Texte extrait:
Je vous préviens d’avance : j’ai l’esprit brouillon. Dans cet article je vais en effet tout mélanger : les sanctions contre les oligarques russes, la pénalisation des clients de prostituées, la pérennisation d’une situation d’hyper-déficit budgétaire permanent dans l’UE, l’encadrement des loyers, le confinement pour cause de Covid, les délits d’homophobie ou de contestation de crimes contre l’humanité, la répression du harcèlement de rue, la loi contre les fake news, les lois d’urgence anti-terroriste, la généralisation des amendes administrative sans procès, l’interdiction de la fessée, la persécution des automobilistes parisiens et les condamnations d’agriculteurs qui ont le malheur d’avoir encore des vaches qui meuglent.

Mais qu’est-ce qu’il raconte, ce type ? Il confond tout, c’est juste un réac grognon à l’esprit brumeux !!! Non, pas du tout, je n’ai pas l’esprit brumeux, au contraire, j’ai l’esprit très clair. Et je constate simplement qu’au nom d’un progressisme dévoyé, nos gouvernants multiplient aujourd’hui, sous prétexte de nous imposer ce qu’ils considèrent comme une société meilleure, plus juste, plus égalitaire, moins discriminatoire, toutes sortes d’atteintes de plus en plus violentes et assumées aux principes de l’état de droit et aux libertés publiques et privées les plus fondamentales : liberté d’expression, liberté du travail, droit de propriété, doit de circuler librement, droit de disposer de son corps, droit d’élever ses enfants à sa guise, liberté de nouer les relations amoureuses de son choix, droit des accusés à un procès équitable.

Le principe de production de toutes ces atteintes nouvelles aux libertés progressivement inscrites dans notre code pénal est toujours le même : on se fixe un objectif, souvent utopique, de justice, d’égalité ou d’équité. On construit ensuite un raisonnement parfaitement abstrait et déconnecté de la réalité conduisant à identifier, d’une part de nouvelles catégories d’être malfaisants dont les comportements nuisent – y compris à travers les actes les plus banals de la vie quotidienne – à la réalisation de cet idéal ; et d’autres part des « victimes » de leurs insupportables méfaits. Et, pour punir ces nouveaux salopards imaginaires tout en protégeant leurs « victimes » tout aussi imaginaires, on vote ensuite une loi – voire on édicte parfois un simple règlement encore plus arbitraire – visant à criminaliser les actes voire les propos des premiers (qui n’ont rien fait de mal) afin de protéger les secondes (qui n’ont pas demandé qu’on les protège).

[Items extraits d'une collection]
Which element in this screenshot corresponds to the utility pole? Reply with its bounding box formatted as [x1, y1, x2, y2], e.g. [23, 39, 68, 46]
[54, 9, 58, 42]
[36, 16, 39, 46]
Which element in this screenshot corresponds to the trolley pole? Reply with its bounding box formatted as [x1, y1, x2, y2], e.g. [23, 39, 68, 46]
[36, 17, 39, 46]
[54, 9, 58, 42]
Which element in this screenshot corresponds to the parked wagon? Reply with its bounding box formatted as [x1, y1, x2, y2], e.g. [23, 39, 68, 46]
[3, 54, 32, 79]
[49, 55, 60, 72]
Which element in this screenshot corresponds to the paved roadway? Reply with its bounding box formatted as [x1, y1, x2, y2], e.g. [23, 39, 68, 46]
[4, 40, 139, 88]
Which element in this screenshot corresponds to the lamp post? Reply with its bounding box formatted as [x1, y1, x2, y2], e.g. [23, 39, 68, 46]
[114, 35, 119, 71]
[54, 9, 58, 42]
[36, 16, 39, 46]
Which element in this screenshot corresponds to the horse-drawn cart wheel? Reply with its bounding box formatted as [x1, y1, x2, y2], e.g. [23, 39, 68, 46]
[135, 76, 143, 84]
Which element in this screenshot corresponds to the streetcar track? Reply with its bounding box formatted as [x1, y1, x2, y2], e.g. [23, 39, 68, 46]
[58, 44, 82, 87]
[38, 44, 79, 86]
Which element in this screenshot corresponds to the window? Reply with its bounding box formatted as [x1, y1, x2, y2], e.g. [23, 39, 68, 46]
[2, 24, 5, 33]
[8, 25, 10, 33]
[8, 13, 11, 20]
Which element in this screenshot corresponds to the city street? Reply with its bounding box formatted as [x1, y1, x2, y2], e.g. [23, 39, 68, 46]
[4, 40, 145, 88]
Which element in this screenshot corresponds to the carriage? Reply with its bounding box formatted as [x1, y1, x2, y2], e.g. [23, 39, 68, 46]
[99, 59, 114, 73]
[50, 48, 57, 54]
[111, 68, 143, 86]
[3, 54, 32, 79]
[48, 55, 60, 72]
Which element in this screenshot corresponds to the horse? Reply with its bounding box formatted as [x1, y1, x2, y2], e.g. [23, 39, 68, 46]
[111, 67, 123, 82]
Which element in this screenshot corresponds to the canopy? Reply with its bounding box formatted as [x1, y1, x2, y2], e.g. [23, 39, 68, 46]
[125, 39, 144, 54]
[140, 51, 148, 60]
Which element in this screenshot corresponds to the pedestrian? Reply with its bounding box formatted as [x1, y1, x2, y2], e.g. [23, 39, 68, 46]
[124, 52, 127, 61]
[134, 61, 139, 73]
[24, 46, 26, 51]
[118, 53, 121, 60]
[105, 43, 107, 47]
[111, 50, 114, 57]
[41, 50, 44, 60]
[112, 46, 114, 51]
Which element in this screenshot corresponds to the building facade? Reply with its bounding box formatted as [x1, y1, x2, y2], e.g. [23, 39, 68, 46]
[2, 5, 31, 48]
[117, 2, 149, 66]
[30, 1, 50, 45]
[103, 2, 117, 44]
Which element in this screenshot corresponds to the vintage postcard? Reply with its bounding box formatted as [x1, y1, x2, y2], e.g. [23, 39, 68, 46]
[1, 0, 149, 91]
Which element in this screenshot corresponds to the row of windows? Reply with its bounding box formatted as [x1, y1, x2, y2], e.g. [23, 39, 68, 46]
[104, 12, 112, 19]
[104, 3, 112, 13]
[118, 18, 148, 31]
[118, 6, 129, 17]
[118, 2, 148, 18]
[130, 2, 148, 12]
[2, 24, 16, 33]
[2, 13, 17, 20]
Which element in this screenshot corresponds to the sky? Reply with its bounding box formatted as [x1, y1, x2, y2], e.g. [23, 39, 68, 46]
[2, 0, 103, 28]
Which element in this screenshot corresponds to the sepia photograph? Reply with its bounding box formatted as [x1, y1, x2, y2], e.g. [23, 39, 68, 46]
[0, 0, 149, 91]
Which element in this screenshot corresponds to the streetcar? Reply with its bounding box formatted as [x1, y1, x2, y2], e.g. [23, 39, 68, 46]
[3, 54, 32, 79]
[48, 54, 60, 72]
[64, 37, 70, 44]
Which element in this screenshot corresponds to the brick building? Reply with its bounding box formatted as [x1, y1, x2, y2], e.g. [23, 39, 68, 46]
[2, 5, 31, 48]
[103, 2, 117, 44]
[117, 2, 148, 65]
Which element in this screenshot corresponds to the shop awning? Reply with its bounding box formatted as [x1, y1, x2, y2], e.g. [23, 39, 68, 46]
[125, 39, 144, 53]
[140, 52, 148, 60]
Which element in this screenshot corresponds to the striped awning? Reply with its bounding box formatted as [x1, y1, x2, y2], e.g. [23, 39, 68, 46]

Travail demandé:
**A.** Répondez brièvement à ces questions sur l'article consacré aux atteintes aux libertés.
(i) Quel trait d'esprit la première phrase de l'article annonce-t-elle ?
(ii) Au nom de quoi les gouvernants multiplient-ils ces atteintes, selon l'article ?
(iii) Quel moyen emploie-t-on ensuite pour punir les « nouveaux salopards imaginaires » ?
**B.** Reproduisez fidèlement le passage de l'article sur les atteintes aux libertés qui va de « Mais qu’est-ce qu’il » à « un procès équitable. ».
**C.** Rédigez la suite de l'article sur les atteintes aux libertés, à partir de sa dernière phrase.
Ces items n'ont aucun lien avec l'article sur les atteintes aux libertés.

Exercices corrigés:
**A.**
(i) L'esprit brouillon.
(ii) Au nom d'un progressisme dévoyé.
(iii) On vote une loi, voire on édicte parfois un simple règlement encore plus arbitraire, pour criminaliser leurs actes, voire leurs propos.

**B.**
Mais qu’est-ce qu’il raconte, ce type ? Il confond tout, c’est juste un réac grognon à l’esprit brumeux !!! Non, pas du tout, je n’ai pas l’esprit brumeux, au contraire, j’ai l’esprit très clair. Et je constate simplement qu’au nom d’un progressisme dévoyé, nos gouvernants multiplient aujourd’hui, sous prétexte de nous imposer ce qu’ils considèrent comme une société meilleure, plus juste, plus égalitaire, moins discriminatoire, toutes sortes d’atteintes de plus en plus violentes et assumées aux principes de l’état de droit et aux libertés publiques et privées les plus fondamentales : liberté d’expression, liberté du travail, droit de propriété, doit de circuler librement, droit de disposer de son corps, droit d’élever ses enfants à sa guise, liberté de nouer les relations amoureuses de son choix, droit des accusés à un procès équitable.

**C.**
Dans l’inventaire à la Prévert des nouveaux criminels, qui le plus souvent donc n’en sont pas, je citerai, pèle-mêle : les propriétaires bailleurs (y compris ceux qui n’ont que la ressource de leur petit loyer pour survivre), les clients de TDS (y compris ceux qui n’ont plus d’autre moyen d’accéder au plaisir), les automobilistes (y compris ceux qui n’ont pas d’autres moyens de se déplacer), les responsables politiques ou économiques russes (arbitrairement désignés, sans autre forme de procès, comme complices de crimes de guerre), les dragueurs lourds, les agriculteurs criblés de dettes, les papas rigoureux, les gens qui ne veulent pas se voir imposer un vaccin, les conservateurs hostiles au mariage de personnes du même sexe, ainsi que les hommes en général.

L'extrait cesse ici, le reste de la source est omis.